◆ INSTRUCTIONS TO FOLLOW ◆
Identify each line in the records that contains the word "pixels", and copy those lines out in full.

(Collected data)
◇ ◇ ◇ ◇

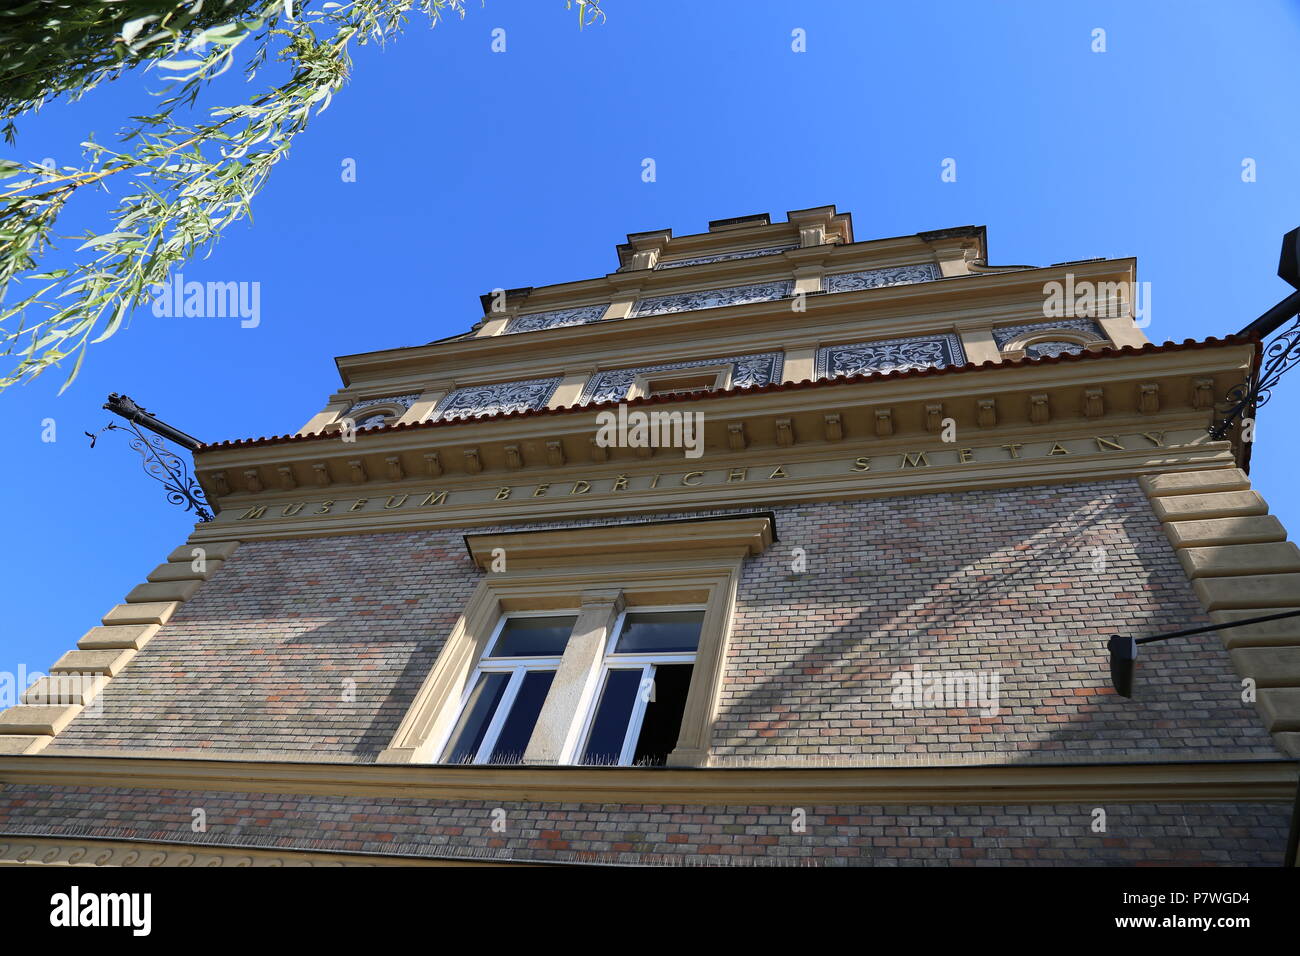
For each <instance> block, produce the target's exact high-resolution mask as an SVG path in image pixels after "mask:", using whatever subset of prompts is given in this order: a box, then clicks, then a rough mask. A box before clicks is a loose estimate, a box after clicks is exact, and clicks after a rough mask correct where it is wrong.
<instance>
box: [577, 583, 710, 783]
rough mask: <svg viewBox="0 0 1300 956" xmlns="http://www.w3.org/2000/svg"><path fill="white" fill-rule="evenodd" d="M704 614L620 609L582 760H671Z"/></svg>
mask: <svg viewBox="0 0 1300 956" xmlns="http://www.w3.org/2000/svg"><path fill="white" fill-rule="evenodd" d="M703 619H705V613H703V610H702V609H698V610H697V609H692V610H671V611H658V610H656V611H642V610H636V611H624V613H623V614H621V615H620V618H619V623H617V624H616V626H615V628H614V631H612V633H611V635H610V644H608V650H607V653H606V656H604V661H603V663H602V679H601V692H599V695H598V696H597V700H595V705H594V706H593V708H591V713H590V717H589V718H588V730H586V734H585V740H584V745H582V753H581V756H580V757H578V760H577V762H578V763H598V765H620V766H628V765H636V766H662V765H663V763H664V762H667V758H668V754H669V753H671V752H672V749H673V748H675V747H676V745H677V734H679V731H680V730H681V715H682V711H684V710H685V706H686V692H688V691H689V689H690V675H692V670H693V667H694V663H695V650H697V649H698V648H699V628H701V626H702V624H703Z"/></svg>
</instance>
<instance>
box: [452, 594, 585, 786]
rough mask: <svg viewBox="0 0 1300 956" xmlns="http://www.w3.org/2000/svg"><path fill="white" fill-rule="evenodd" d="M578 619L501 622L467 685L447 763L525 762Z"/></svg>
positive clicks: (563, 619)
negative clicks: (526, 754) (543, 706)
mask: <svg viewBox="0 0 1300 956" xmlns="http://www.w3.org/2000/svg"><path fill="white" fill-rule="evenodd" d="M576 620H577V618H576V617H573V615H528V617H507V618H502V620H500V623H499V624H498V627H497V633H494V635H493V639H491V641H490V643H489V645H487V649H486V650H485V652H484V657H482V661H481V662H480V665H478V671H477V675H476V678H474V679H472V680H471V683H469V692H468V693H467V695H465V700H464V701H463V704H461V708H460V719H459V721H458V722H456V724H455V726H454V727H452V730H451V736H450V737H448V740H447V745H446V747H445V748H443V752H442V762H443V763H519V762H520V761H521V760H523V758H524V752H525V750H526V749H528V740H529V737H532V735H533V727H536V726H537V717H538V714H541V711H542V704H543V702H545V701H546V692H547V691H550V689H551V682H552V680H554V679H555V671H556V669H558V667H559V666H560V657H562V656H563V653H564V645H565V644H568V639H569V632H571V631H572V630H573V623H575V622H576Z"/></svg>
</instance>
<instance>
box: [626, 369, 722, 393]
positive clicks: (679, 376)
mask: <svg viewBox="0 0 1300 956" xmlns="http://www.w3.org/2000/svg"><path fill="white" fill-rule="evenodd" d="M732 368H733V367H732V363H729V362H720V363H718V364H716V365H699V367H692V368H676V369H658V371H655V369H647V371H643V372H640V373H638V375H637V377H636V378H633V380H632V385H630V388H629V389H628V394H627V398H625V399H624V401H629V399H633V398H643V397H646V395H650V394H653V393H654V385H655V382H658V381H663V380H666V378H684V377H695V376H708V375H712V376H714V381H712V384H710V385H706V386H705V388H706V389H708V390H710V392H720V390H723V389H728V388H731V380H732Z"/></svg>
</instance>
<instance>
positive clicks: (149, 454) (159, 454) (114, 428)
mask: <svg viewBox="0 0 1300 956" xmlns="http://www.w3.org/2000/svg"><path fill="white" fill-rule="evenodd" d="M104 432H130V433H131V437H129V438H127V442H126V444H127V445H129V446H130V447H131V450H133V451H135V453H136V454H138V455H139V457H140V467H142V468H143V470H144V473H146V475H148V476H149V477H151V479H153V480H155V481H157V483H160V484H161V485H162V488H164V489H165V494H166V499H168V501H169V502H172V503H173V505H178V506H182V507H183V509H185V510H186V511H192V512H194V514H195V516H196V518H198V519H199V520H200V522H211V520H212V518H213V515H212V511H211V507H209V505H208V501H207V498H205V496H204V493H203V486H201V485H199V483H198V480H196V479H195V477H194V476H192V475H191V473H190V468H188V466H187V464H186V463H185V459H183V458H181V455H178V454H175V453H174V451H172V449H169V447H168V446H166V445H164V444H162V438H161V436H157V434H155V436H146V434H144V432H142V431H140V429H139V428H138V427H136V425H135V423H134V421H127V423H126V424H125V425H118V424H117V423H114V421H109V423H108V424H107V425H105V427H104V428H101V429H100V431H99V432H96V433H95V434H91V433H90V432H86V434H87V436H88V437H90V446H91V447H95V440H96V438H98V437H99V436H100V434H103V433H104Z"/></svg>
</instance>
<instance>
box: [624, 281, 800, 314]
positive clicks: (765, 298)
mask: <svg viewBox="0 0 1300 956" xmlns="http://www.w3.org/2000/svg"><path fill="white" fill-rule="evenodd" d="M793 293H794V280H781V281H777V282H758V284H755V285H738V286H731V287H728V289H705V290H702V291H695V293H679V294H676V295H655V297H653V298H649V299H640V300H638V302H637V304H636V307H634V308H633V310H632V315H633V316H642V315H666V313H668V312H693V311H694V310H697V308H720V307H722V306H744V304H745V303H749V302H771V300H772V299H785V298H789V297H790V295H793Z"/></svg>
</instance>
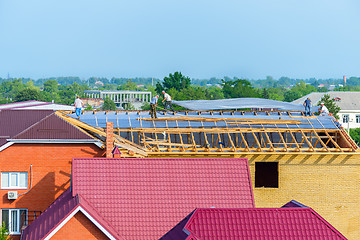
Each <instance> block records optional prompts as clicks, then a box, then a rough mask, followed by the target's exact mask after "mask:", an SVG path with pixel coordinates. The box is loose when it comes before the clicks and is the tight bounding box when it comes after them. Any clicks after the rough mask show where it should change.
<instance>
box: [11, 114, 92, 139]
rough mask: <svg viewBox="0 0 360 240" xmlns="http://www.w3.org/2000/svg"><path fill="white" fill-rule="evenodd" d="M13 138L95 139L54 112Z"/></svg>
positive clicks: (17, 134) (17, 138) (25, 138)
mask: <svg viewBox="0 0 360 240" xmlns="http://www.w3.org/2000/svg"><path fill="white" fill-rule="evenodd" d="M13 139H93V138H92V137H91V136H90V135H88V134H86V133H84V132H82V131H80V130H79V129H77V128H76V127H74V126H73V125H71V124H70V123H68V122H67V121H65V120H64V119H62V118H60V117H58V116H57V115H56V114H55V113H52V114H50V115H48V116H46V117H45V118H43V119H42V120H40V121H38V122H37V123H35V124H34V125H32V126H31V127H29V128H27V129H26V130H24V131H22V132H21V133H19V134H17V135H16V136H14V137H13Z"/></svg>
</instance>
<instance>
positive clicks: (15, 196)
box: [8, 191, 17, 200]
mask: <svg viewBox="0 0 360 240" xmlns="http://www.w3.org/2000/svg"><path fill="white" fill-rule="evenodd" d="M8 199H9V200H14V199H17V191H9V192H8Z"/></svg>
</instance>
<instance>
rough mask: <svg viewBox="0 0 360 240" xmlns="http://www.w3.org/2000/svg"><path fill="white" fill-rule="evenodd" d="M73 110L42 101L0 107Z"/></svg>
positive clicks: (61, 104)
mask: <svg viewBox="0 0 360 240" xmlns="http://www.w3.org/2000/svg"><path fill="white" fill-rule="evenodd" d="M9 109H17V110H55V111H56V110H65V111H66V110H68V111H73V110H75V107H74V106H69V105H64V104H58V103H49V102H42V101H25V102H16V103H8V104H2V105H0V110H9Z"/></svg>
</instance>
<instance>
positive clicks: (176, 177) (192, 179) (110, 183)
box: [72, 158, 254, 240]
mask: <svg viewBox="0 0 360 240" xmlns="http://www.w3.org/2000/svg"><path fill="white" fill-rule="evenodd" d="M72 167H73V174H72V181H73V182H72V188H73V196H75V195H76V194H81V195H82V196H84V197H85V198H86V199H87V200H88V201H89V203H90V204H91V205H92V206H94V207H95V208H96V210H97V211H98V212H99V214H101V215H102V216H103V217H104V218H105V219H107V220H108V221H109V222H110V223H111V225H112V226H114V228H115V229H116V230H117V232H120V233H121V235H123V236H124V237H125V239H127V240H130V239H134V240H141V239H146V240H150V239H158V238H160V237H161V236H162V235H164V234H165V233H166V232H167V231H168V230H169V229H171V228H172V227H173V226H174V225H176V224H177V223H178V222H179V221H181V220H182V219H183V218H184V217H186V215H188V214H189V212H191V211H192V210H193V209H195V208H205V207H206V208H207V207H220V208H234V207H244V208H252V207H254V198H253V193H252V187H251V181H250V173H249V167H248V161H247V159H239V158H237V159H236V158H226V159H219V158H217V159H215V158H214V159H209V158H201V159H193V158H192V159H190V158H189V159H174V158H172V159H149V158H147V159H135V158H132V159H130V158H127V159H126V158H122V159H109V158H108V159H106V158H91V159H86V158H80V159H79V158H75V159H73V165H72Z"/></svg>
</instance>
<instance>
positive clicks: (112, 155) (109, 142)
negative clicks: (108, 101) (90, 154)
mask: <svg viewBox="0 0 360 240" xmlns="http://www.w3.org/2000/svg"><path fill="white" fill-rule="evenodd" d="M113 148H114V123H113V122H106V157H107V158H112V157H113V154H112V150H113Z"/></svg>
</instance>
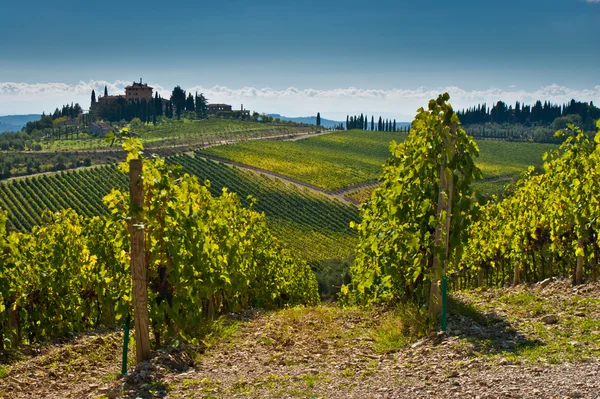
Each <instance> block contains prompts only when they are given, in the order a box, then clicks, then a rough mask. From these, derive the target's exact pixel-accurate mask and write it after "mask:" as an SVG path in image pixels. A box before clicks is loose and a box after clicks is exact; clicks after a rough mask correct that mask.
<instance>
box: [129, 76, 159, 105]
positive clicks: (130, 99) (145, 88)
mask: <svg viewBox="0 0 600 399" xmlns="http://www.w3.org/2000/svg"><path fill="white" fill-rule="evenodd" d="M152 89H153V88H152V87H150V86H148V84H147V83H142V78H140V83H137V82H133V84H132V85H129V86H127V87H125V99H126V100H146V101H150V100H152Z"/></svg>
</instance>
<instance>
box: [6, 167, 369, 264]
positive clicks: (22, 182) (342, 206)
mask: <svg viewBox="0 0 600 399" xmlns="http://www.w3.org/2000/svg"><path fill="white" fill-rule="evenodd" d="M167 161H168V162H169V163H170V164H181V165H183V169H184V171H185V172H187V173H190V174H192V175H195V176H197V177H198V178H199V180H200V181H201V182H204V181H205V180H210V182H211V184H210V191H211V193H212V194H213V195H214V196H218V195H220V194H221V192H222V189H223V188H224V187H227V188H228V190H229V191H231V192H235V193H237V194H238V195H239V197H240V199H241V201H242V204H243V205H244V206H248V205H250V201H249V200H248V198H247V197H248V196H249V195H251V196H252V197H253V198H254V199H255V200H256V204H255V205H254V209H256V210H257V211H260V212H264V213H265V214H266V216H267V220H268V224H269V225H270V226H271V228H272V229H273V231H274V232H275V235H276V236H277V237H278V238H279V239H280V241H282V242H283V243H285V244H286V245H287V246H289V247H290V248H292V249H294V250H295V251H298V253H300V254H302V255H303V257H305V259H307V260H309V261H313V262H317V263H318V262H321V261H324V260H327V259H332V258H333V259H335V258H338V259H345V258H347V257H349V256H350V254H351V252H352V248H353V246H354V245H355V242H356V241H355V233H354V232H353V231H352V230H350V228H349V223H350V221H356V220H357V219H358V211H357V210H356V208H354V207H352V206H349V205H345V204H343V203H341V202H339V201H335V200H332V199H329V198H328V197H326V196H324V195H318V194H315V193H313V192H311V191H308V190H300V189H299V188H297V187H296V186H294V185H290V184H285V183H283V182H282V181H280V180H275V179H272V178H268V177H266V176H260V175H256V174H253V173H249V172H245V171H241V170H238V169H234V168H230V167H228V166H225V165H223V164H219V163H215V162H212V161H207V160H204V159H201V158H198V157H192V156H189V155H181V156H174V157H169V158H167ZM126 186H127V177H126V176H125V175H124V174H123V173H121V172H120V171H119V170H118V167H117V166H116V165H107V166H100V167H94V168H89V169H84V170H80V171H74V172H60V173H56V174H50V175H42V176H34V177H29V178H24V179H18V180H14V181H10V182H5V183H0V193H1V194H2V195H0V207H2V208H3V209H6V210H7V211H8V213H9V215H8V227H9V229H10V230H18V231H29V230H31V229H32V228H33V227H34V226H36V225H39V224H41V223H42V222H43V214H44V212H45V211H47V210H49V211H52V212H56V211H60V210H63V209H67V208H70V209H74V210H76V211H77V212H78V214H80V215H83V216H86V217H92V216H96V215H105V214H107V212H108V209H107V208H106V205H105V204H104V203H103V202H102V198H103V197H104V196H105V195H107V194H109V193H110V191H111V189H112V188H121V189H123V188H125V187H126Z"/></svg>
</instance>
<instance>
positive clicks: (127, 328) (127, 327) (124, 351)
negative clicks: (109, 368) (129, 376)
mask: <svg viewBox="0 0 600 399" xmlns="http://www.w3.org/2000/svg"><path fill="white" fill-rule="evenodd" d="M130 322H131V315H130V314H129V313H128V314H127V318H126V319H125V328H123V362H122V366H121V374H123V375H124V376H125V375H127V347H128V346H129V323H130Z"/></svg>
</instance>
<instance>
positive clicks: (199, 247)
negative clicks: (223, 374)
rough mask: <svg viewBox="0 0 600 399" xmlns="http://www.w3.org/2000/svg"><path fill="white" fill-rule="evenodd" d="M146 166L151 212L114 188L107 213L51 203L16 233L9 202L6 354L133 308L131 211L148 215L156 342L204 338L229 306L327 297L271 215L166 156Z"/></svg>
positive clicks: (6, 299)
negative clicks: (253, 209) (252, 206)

◇ ◇ ◇ ◇

◆ SOLUTION TO THIS TASK ◆
For each <instance> block, produce the target's exact high-resolution mask as an SVG path in image pixels after "mask:", using whatever subset of prompts is given in this order: a box, then clicks, then a rough mask. A box before clicks is a loose estimate, a box after clicks is exact, and clicks after a rough mask correct where it is wrong.
Each <instance> block contains prompts only when they are given, in the order a box, then clicks, then a rough mask. From these, derive the target's exact pixel-accurate mask and write it after "mask:" as an SVG path in image pixels. A box before clicks is loose and a box after clicks is exact; clicks after a rough mask correct that mask.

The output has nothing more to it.